_SELECTION_:
I have so many picture books from Africa checked out from the library, and I'm trying to read as many as possible to the class (I recommend that you watch "The Danger of a Single Story," the TED talk by Chimamanda Adichie), so I picked one to kick off our new topic. It was Two Ways to Count to Ten: A Liberian Folktale retold by Ruby Dee.
In this story, the animals work to complete a challenge before running out of time. I told the class that our new topic was Time. I reminded them that philosophers love to study things which -- on the surface -- seem to be so simple that there's nothing much to say. People teach you how to tell time, but they never tell you what time IS. Why bother... it's obvious, right?
But, as you get into these simple things, you find that they are deep and that there's actually a lot to wonder about.
From there, I read parts of pages 106-108 from Little Big Minds: Sharing Philosophy with Kids by Marietta McCarty.
And the discussion was on!
What is time? Did it exist before humans thought it up? Why can't we skip it and just not have time? Why does sometimes it change its speed (when you're waiting for your birthday it takes forever... when you're playing at recess it zooms by)? What are you measuring when you measure time? Do you think infinity is real? Does everything have a beginning? What came before the Big Bang? Can you keep cutting things in half forever?
This was one of those class conversations where I wish I had recorded the discussion! The kids were so philosophical and barely needed me at all as a guide. They're used to talking and then calling on one another. The whole thing just flowed beautifully. I sat and wrote as fast as I could at times; other times I just listened in awe as they worked to find the words to get their ideas out the right way. Here are some of the things they had to say:
- It's a thought. People created time to make it more organized.
Time was created whenever the world was created.
If there was no time, it would always be day or night.

Records for labeling locations:
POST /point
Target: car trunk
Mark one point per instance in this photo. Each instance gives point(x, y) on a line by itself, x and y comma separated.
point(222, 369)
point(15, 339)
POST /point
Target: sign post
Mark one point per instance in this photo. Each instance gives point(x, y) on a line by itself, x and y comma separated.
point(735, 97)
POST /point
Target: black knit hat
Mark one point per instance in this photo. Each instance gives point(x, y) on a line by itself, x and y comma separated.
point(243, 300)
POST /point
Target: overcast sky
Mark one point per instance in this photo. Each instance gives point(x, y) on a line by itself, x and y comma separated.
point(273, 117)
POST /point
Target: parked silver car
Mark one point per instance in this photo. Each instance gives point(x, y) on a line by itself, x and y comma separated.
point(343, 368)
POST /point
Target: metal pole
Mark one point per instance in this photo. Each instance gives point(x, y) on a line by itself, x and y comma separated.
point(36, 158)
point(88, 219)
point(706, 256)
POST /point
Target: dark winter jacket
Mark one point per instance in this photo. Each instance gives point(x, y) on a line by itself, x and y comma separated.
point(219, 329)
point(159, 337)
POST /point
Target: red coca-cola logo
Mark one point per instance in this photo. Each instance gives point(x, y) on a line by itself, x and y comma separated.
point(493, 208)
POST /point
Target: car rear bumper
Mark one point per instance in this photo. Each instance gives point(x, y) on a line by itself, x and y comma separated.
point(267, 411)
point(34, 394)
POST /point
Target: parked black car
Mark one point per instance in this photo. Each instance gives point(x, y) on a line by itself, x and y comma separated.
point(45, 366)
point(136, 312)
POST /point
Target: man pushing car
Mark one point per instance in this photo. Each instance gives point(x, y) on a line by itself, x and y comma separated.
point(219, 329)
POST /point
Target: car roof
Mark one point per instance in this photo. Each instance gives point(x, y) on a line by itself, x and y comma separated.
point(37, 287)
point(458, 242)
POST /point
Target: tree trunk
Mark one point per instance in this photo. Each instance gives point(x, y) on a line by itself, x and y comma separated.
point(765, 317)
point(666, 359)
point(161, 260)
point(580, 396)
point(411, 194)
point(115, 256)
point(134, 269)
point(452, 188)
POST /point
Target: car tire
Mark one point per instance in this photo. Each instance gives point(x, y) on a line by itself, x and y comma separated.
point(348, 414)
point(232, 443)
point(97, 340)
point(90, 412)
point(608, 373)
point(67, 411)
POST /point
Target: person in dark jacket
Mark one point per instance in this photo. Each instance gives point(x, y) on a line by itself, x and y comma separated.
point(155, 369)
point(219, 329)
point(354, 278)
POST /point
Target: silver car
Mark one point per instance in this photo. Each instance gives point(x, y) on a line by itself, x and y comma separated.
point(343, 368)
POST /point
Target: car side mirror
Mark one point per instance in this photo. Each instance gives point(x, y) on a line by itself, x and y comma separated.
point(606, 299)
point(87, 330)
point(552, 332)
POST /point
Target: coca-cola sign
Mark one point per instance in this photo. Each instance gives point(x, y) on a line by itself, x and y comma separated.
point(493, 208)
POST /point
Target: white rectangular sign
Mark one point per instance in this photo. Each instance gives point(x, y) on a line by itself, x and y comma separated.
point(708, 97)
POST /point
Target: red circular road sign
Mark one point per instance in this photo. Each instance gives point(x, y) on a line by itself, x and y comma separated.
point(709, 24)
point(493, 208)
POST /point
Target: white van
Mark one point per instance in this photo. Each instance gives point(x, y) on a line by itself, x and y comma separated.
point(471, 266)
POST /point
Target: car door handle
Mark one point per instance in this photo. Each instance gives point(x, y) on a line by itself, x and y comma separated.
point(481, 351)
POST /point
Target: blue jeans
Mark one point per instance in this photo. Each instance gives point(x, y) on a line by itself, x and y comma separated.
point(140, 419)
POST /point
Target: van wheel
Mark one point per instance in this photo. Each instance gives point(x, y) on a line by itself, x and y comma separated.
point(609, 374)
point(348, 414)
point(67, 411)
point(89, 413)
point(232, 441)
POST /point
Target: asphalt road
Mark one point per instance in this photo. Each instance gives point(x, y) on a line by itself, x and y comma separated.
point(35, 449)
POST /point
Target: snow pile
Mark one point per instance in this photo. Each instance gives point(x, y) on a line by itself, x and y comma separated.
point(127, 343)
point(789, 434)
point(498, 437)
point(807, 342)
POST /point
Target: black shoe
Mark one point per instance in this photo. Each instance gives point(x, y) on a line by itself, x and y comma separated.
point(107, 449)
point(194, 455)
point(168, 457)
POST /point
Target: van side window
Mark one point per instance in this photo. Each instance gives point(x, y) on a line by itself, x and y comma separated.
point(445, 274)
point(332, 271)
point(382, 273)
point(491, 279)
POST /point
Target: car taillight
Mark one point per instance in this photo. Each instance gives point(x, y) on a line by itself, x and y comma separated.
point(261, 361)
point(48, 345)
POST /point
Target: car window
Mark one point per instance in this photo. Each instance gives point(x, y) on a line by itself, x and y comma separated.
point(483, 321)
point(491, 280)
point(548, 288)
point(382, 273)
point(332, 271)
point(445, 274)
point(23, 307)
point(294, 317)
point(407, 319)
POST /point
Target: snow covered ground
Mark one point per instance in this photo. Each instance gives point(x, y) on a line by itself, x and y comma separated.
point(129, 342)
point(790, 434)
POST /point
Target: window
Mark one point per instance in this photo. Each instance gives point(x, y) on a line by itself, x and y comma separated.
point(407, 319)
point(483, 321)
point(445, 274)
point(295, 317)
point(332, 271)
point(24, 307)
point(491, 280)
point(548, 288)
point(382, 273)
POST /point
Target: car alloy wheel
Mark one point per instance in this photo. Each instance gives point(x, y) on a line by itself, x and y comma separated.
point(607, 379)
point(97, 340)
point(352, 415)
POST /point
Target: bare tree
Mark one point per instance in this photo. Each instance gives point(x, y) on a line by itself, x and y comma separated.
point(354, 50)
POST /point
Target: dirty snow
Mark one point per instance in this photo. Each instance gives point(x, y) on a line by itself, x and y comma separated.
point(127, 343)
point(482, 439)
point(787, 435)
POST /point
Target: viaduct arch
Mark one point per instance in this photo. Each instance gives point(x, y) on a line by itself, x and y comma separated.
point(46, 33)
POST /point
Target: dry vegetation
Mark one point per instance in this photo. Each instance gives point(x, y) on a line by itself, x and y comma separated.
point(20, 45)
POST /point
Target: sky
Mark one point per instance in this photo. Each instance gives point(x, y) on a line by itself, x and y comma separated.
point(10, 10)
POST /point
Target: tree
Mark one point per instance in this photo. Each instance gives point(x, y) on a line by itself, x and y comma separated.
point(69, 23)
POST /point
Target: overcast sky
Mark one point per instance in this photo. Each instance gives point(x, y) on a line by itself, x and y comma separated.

_TASKS TO PERFORM_:
1. Reproduce the passage of the classroom post about time that begins with the words containing "This was one" and ends with "it more organized.".
2. Extend the classroom post about time, picking up after its last line.

_TASK ANSWERS_:
1.
This was one of those class conversations where I wish I had recorded the discussion! The kids were so philosophical and barely needed me at all as a guide. They're used to talking and then calling on one another. The whole thing just flowed beautifully. I sat and wrote as fast as I could at times; other times I just listened in awe as they worked to find the words to get their ideas out the right way. Here are some of the things they had to say:
- It's a thought. People created time to make it more organized.

2.
[If there was no time] then we wouldn't be able to do what we're doing right now. We couldn't be able to do it because we would have run out of time.
If you count time, it somehow makes it go slower.
If you watch the clock you're wasting your time to play. Somehow if you don't pay attention it goes lots faster. You don't care about what time it is. You just have fun and let go. You don't measure the time.
[When you're waiting for your birthday] the time drags on because you're anxious about it. It takes longer in your mind.
Past, present, and future are all happening at the same time so they're already infinity.
There is infinity in a lot of things, but not time. It just loops over and over.... (pause)... I guess you could call that infinity.
Like pi for instance. It's a never ending calculation that's just going to go on and on. That's an example of infinity.
[If they found the end to pi] nothing much would happen. Just, oh, ok, that isn't infinity.
Is infinity just what we say when we don't know where the end is yet?
[When the world ends] God will make a new world and then time will still go on.
You need time for such necessities as: law, order, proof.
How can a speck of dust in the middle of deep space explode randomly? What if it never started? What if it was always there?
It's so frustrating... it's impossible to slim it down to the actual answer.
After some time talking about mind-numbing questions such as these, we relaxed and I shared some fun facts about time from the Steve Jenkins book Animals by the Numbers: A Book of Infographics (pp.16-17 and 20-21).
Lastly, we had some time to draw and think and write our ideas about time while listening to George Crumb's Echoes of Time and the River. This piece has four movements: "Frozen Time," "Remembrance of Time," "Collapse of Time," and "Last Echoes of Time." It was very funny to me that, upon hearing the title of the fourth movement, a boy sitting next to me mumbled, "This guy obviously didn't believe in infinity."
Then we went outside to play!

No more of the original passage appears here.